### Job
In the records below, locate the line containing "Given the above screenshot, where exactly is the sidewalk?", then output that line and all later lines exactly, through the last one.

══════

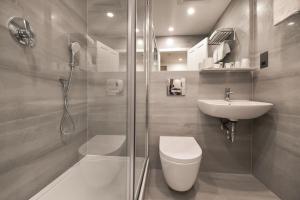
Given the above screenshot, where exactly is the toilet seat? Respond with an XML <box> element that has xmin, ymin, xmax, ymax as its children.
<box><xmin>159</xmin><ymin>136</ymin><xmax>202</xmax><ymax>164</ymax></box>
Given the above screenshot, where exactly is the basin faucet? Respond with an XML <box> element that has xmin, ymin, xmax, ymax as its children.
<box><xmin>224</xmin><ymin>88</ymin><xmax>233</xmax><ymax>101</ymax></box>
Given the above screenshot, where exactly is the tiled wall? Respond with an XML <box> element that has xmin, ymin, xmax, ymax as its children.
<box><xmin>253</xmin><ymin>0</ymin><xmax>300</xmax><ymax>200</ymax></box>
<box><xmin>0</xmin><ymin>0</ymin><xmax>86</xmax><ymax>200</ymax></box>
<box><xmin>149</xmin><ymin>0</ymin><xmax>252</xmax><ymax>173</ymax></box>
<box><xmin>213</xmin><ymin>0</ymin><xmax>251</xmax><ymax>62</ymax></box>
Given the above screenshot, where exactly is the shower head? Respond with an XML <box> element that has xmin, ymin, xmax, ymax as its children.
<box><xmin>70</xmin><ymin>42</ymin><xmax>81</xmax><ymax>69</ymax></box>
<box><xmin>70</xmin><ymin>42</ymin><xmax>81</xmax><ymax>55</ymax></box>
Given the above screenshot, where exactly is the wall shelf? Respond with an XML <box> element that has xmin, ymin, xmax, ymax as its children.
<box><xmin>200</xmin><ymin>67</ymin><xmax>257</xmax><ymax>73</ymax></box>
<box><xmin>208</xmin><ymin>28</ymin><xmax>235</xmax><ymax>45</ymax></box>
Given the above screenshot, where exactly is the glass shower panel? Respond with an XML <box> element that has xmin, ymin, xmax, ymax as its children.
<box><xmin>86</xmin><ymin>0</ymin><xmax>128</xmax><ymax>200</ymax></box>
<box><xmin>135</xmin><ymin>0</ymin><xmax>147</xmax><ymax>195</ymax></box>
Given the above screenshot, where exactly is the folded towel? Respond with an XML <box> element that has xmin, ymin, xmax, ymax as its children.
<box><xmin>217</xmin><ymin>42</ymin><xmax>231</xmax><ymax>62</ymax></box>
<box><xmin>273</xmin><ymin>0</ymin><xmax>300</xmax><ymax>25</ymax></box>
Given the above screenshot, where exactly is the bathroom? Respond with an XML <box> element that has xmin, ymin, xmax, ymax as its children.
<box><xmin>0</xmin><ymin>0</ymin><xmax>300</xmax><ymax>200</ymax></box>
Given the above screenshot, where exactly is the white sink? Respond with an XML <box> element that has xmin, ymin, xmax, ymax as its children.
<box><xmin>198</xmin><ymin>100</ymin><xmax>273</xmax><ymax>121</ymax></box>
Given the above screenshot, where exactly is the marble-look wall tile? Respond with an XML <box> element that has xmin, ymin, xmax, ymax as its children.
<box><xmin>252</xmin><ymin>0</ymin><xmax>300</xmax><ymax>200</ymax></box>
<box><xmin>0</xmin><ymin>0</ymin><xmax>87</xmax><ymax>200</ymax></box>
<box><xmin>149</xmin><ymin>72</ymin><xmax>251</xmax><ymax>173</ymax></box>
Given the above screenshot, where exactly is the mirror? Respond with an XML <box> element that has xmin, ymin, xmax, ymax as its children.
<box><xmin>8</xmin><ymin>17</ymin><xmax>35</xmax><ymax>47</ymax></box>
<box><xmin>152</xmin><ymin>0</ymin><xmax>250</xmax><ymax>71</ymax></box>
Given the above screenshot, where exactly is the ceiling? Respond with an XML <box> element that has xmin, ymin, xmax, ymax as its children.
<box><xmin>152</xmin><ymin>0</ymin><xmax>231</xmax><ymax>36</ymax></box>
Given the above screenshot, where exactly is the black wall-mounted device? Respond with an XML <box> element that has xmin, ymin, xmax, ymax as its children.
<box><xmin>260</xmin><ymin>51</ymin><xmax>269</xmax><ymax>69</ymax></box>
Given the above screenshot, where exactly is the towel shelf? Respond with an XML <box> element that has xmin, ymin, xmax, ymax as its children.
<box><xmin>208</xmin><ymin>28</ymin><xmax>235</xmax><ymax>45</ymax></box>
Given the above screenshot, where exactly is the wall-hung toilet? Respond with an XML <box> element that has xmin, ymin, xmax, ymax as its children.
<box><xmin>159</xmin><ymin>136</ymin><xmax>202</xmax><ymax>192</ymax></box>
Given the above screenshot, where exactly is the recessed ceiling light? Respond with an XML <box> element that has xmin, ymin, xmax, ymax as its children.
<box><xmin>167</xmin><ymin>38</ymin><xmax>174</xmax><ymax>45</ymax></box>
<box><xmin>137</xmin><ymin>39</ymin><xmax>144</xmax><ymax>45</ymax></box>
<box><xmin>168</xmin><ymin>26</ymin><xmax>174</xmax><ymax>32</ymax></box>
<box><xmin>187</xmin><ymin>7</ymin><xmax>195</xmax><ymax>15</ymax></box>
<box><xmin>106</xmin><ymin>12</ymin><xmax>115</xmax><ymax>18</ymax></box>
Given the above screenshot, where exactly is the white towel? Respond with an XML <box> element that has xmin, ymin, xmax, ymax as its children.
<box><xmin>217</xmin><ymin>42</ymin><xmax>230</xmax><ymax>62</ymax></box>
<box><xmin>273</xmin><ymin>0</ymin><xmax>300</xmax><ymax>25</ymax></box>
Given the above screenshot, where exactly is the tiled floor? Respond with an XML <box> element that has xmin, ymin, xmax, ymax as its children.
<box><xmin>145</xmin><ymin>170</ymin><xmax>280</xmax><ymax>200</ymax></box>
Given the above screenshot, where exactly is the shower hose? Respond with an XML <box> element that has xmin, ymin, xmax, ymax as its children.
<box><xmin>59</xmin><ymin>68</ymin><xmax>75</xmax><ymax>143</ymax></box>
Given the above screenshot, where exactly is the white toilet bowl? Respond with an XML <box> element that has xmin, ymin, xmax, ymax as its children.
<box><xmin>159</xmin><ymin>136</ymin><xmax>202</xmax><ymax>192</ymax></box>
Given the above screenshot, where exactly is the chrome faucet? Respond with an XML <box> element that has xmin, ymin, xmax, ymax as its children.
<box><xmin>224</xmin><ymin>88</ymin><xmax>233</xmax><ymax>101</ymax></box>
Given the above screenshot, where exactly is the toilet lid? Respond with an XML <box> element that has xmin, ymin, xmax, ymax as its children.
<box><xmin>159</xmin><ymin>136</ymin><xmax>202</xmax><ymax>163</ymax></box>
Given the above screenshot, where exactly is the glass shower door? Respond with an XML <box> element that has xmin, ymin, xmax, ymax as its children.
<box><xmin>134</xmin><ymin>0</ymin><xmax>149</xmax><ymax>198</ymax></box>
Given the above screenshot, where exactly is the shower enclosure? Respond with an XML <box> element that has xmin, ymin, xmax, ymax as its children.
<box><xmin>0</xmin><ymin>0</ymin><xmax>153</xmax><ymax>200</ymax></box>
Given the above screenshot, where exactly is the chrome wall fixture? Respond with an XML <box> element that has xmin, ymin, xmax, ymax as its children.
<box><xmin>7</xmin><ymin>17</ymin><xmax>36</xmax><ymax>48</ymax></box>
<box><xmin>59</xmin><ymin>42</ymin><xmax>81</xmax><ymax>143</ymax></box>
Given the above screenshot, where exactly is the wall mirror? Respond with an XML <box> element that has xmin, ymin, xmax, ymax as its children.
<box><xmin>152</xmin><ymin>0</ymin><xmax>250</xmax><ymax>71</ymax></box>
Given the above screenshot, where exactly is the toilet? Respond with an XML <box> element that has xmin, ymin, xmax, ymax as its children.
<box><xmin>159</xmin><ymin>136</ymin><xmax>202</xmax><ymax>192</ymax></box>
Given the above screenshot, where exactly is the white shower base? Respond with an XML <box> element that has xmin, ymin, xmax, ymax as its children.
<box><xmin>30</xmin><ymin>155</ymin><xmax>130</xmax><ymax>200</ymax></box>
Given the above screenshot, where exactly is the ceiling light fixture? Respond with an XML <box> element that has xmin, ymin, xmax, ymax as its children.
<box><xmin>187</xmin><ymin>7</ymin><xmax>195</xmax><ymax>15</ymax></box>
<box><xmin>168</xmin><ymin>26</ymin><xmax>174</xmax><ymax>32</ymax></box>
<box><xmin>106</xmin><ymin>12</ymin><xmax>115</xmax><ymax>18</ymax></box>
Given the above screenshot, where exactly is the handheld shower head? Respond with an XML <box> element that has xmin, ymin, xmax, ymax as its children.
<box><xmin>70</xmin><ymin>42</ymin><xmax>81</xmax><ymax>68</ymax></box>
<box><xmin>71</xmin><ymin>42</ymin><xmax>81</xmax><ymax>54</ymax></box>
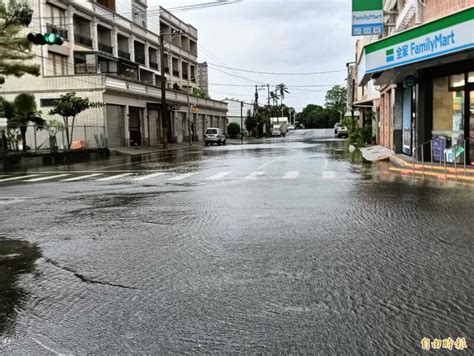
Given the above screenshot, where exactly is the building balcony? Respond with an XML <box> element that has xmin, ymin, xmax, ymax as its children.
<box><xmin>74</xmin><ymin>33</ymin><xmax>92</xmax><ymax>48</ymax></box>
<box><xmin>46</xmin><ymin>23</ymin><xmax>68</xmax><ymax>40</ymax></box>
<box><xmin>98</xmin><ymin>42</ymin><xmax>114</xmax><ymax>54</ymax></box>
<box><xmin>135</xmin><ymin>53</ymin><xmax>145</xmax><ymax>64</ymax></box>
<box><xmin>118</xmin><ymin>50</ymin><xmax>130</xmax><ymax>60</ymax></box>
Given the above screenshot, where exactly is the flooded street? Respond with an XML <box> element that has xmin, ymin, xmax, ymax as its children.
<box><xmin>0</xmin><ymin>130</ymin><xmax>474</xmax><ymax>355</ymax></box>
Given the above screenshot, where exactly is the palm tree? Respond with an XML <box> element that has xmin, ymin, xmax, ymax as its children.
<box><xmin>275</xmin><ymin>83</ymin><xmax>290</xmax><ymax>117</ymax></box>
<box><xmin>6</xmin><ymin>93</ymin><xmax>46</xmax><ymax>152</ymax></box>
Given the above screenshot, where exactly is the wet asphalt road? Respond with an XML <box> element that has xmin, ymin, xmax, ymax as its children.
<box><xmin>0</xmin><ymin>130</ymin><xmax>474</xmax><ymax>355</ymax></box>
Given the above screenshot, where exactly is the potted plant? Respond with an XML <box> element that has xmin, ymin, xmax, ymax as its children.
<box><xmin>46</xmin><ymin>119</ymin><xmax>64</xmax><ymax>152</ymax></box>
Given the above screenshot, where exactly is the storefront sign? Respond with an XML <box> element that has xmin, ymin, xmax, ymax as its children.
<box><xmin>352</xmin><ymin>0</ymin><xmax>383</xmax><ymax>36</ymax></box>
<box><xmin>358</xmin><ymin>7</ymin><xmax>474</xmax><ymax>84</ymax></box>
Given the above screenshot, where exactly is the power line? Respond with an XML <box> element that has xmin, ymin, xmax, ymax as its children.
<box><xmin>208</xmin><ymin>63</ymin><xmax>346</xmax><ymax>75</ymax></box>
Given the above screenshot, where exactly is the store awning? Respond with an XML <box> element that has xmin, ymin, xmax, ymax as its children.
<box><xmin>354</xmin><ymin>97</ymin><xmax>380</xmax><ymax>107</ymax></box>
<box><xmin>357</xmin><ymin>6</ymin><xmax>474</xmax><ymax>85</ymax></box>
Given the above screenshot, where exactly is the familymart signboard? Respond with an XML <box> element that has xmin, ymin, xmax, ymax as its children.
<box><xmin>359</xmin><ymin>7</ymin><xmax>474</xmax><ymax>83</ymax></box>
<box><xmin>352</xmin><ymin>0</ymin><xmax>383</xmax><ymax>36</ymax></box>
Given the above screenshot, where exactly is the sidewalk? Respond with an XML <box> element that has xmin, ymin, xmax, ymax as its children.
<box><xmin>109</xmin><ymin>142</ymin><xmax>198</xmax><ymax>156</ymax></box>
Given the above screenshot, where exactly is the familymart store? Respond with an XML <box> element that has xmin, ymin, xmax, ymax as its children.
<box><xmin>358</xmin><ymin>7</ymin><xmax>474</xmax><ymax>165</ymax></box>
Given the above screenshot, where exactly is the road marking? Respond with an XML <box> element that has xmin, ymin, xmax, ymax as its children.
<box><xmin>245</xmin><ymin>171</ymin><xmax>265</xmax><ymax>179</ymax></box>
<box><xmin>61</xmin><ymin>173</ymin><xmax>102</xmax><ymax>182</ymax></box>
<box><xmin>95</xmin><ymin>173</ymin><xmax>133</xmax><ymax>182</ymax></box>
<box><xmin>206</xmin><ymin>172</ymin><xmax>231</xmax><ymax>180</ymax></box>
<box><xmin>257</xmin><ymin>156</ymin><xmax>282</xmax><ymax>171</ymax></box>
<box><xmin>133</xmin><ymin>172</ymin><xmax>166</xmax><ymax>181</ymax></box>
<box><xmin>25</xmin><ymin>174</ymin><xmax>70</xmax><ymax>183</ymax></box>
<box><xmin>323</xmin><ymin>171</ymin><xmax>336</xmax><ymax>179</ymax></box>
<box><xmin>0</xmin><ymin>174</ymin><xmax>39</xmax><ymax>182</ymax></box>
<box><xmin>168</xmin><ymin>172</ymin><xmax>197</xmax><ymax>180</ymax></box>
<box><xmin>282</xmin><ymin>171</ymin><xmax>300</xmax><ymax>179</ymax></box>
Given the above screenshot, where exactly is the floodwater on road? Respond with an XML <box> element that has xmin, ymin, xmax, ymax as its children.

══════

### Response to this exercise
Given the above screenshot, where exactly is the sidewalk? Respond with an XML <box> element that has xmin, ymin, xmax, ymax as its children.
<box><xmin>109</xmin><ymin>142</ymin><xmax>198</xmax><ymax>156</ymax></box>
Given the above screenshot, where exactly is the familymart store? Respond with an XML <box> element that has xmin, ymin, xmax, ymax as its children.
<box><xmin>358</xmin><ymin>7</ymin><xmax>474</xmax><ymax>165</ymax></box>
Given the above screenshot, where exactly is the road marking? Respond with an XML <box> element that has xmin, ymin, xmax, ymax as its children.
<box><xmin>245</xmin><ymin>171</ymin><xmax>265</xmax><ymax>179</ymax></box>
<box><xmin>61</xmin><ymin>173</ymin><xmax>102</xmax><ymax>182</ymax></box>
<box><xmin>95</xmin><ymin>173</ymin><xmax>133</xmax><ymax>182</ymax></box>
<box><xmin>206</xmin><ymin>172</ymin><xmax>231</xmax><ymax>180</ymax></box>
<box><xmin>257</xmin><ymin>156</ymin><xmax>282</xmax><ymax>171</ymax></box>
<box><xmin>133</xmin><ymin>172</ymin><xmax>166</xmax><ymax>181</ymax></box>
<box><xmin>25</xmin><ymin>174</ymin><xmax>70</xmax><ymax>183</ymax></box>
<box><xmin>323</xmin><ymin>171</ymin><xmax>336</xmax><ymax>179</ymax></box>
<box><xmin>0</xmin><ymin>174</ymin><xmax>39</xmax><ymax>182</ymax></box>
<box><xmin>168</xmin><ymin>172</ymin><xmax>197</xmax><ymax>180</ymax></box>
<box><xmin>282</xmin><ymin>171</ymin><xmax>300</xmax><ymax>179</ymax></box>
Given the above screenshot, where exactly is the floodwater on road? Respond with an XML <box> element that has xmin, ymin, xmax, ymax as its children.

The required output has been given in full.